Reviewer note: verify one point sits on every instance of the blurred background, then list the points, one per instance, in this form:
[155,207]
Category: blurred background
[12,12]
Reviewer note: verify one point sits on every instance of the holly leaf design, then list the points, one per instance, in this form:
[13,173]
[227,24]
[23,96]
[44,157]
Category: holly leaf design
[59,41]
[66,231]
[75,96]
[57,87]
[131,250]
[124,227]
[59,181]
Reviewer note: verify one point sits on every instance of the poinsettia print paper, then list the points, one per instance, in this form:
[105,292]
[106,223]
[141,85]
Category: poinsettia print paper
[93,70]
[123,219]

┄┄┄┄┄┄┄┄┄┄

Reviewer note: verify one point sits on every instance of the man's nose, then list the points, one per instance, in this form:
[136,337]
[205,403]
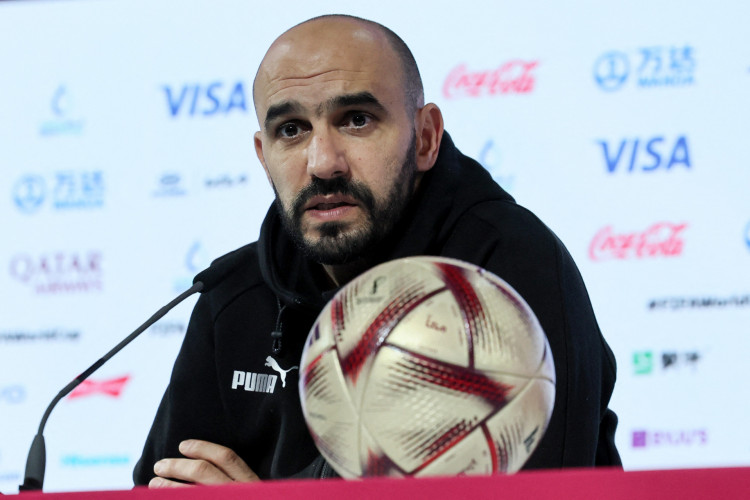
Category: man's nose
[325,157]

┄┄┄┄┄┄┄┄┄┄

_PROBLEM TO WORK ON_:
Count the lines above that contain the string "poinsettia", treating uppercase and lowercase letters as distinct. Give only the number.

_SOLUTION TO THIS TASK_:
2